Sophia Moskalenko, Ph.D.: Yeah, in fact, it’s exactly the wrong thing to say, because we know from research that trying to argue with somebody about their beliefs is likely to make them even more entrenched in them. People become defensive and, in their head, even after you have finished talking with them, they will keep coming up with reasons for why they were right and you were wrong. And so a few days later, if you ask them about their beliefs, they’re going to be even more convinced of them than they were before you tried showing them the light, so to speak. So definitely don’t argue with QAnon followers about facts. So what can we do? One thing that we can do that is not easy but really important is to not cut these people out of our lives and of our social circles. A really big reason why people joined QAnon or stayed with it was the social connection, especially during the COVID lockdown. The rates of QAnon following just skyrocketed because people were so lonely and so isolated in their homes, they were looking to share their emotions and their fears and QAnon offered that to them. If they could relate to people outside of QAnon not on the basis of their beliefs, but just on the basis of emotional connection. If it’s family, then you probably have some shared past or common loved ones, that will go a long way toward driving a wedge between them and this crazy online world.

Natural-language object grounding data

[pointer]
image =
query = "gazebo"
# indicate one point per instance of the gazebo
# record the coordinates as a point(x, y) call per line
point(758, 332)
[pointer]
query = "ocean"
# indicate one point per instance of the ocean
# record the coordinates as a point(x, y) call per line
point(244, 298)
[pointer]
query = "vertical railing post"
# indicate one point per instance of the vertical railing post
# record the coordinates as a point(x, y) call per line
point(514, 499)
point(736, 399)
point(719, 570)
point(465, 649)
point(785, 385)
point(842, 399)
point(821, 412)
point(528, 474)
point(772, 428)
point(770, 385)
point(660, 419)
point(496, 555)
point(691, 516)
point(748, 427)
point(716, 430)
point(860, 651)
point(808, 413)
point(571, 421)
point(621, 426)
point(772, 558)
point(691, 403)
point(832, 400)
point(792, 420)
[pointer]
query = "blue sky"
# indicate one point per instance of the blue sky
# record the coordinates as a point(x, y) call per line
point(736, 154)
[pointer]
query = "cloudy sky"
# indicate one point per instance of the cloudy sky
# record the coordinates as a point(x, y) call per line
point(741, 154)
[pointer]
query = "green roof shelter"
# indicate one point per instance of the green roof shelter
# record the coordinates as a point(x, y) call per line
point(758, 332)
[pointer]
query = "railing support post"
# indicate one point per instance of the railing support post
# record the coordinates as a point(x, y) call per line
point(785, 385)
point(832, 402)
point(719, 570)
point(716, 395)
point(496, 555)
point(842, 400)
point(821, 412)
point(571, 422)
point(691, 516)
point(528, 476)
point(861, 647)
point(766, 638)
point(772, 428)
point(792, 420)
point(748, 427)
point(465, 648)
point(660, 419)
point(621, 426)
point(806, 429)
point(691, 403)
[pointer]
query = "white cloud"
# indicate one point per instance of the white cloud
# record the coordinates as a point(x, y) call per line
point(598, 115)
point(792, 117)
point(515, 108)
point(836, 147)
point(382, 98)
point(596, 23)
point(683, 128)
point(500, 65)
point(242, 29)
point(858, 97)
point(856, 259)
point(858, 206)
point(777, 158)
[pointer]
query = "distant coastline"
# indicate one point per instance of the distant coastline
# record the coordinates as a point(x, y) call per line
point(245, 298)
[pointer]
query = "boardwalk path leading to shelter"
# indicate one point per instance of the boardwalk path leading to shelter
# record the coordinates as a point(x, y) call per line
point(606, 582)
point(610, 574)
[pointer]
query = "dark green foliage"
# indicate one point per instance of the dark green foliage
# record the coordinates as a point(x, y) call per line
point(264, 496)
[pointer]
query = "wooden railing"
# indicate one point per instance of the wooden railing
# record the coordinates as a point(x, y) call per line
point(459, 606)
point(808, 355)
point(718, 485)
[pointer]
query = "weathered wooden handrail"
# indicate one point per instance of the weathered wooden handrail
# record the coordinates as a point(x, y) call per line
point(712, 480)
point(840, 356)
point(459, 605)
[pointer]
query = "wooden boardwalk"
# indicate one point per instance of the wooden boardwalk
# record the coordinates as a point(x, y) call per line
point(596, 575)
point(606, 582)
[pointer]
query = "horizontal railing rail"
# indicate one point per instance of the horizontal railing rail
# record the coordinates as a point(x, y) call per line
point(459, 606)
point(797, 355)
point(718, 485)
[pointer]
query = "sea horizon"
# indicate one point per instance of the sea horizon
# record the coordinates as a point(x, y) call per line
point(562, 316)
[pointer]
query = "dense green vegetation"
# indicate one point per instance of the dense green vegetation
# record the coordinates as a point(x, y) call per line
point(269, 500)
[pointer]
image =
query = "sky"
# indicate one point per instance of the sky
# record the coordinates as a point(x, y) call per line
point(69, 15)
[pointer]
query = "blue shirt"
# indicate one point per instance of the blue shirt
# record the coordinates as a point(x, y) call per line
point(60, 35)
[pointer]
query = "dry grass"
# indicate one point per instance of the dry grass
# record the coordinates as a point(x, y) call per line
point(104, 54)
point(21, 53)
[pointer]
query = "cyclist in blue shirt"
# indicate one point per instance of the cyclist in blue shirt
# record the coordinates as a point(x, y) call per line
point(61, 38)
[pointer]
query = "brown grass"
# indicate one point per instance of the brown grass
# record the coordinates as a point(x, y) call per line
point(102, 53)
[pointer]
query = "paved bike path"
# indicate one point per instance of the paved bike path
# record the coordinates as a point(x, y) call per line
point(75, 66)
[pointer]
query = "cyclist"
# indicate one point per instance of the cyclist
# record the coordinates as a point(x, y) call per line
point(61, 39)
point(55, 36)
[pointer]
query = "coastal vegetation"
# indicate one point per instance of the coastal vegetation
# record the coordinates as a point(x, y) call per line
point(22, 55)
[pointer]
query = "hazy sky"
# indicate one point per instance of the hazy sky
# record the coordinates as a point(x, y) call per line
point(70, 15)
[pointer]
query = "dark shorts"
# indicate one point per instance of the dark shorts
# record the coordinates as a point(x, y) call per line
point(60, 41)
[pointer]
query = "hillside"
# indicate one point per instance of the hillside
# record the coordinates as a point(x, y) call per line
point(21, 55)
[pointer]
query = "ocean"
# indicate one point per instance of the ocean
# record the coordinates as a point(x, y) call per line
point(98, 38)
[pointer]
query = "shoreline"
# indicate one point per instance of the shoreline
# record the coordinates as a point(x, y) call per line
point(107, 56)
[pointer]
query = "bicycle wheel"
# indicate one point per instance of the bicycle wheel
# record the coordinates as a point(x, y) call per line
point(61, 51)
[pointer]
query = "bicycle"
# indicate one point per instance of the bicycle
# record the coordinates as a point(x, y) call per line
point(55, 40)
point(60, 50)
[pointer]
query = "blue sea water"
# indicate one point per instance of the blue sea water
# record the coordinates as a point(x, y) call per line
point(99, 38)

* * *

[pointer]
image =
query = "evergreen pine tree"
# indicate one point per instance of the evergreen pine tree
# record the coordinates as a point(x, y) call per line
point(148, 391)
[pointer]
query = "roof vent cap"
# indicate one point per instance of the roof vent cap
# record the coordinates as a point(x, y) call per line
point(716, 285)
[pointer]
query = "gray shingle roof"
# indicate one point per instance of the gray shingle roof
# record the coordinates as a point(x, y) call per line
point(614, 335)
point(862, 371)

Things to do:
1. List every reaction the excerpt on QAnon followers attributes to people whose beliefs someone argues with.
2. According to the excerpt on QAnon followers, why did QAnon following skyrocket during the COVID lockdown?

Answers to each task:
1.
- They become defensive.
- Even after the conversation ends, they keep coming up with reasons why they were right and the other person was wrong.
- A few days later they are even more convinced of, and entrenched in, their beliefs than before.

2. People were lonely and isolated in their homes and wanted to share their emotions and fears, which QAnon offered them.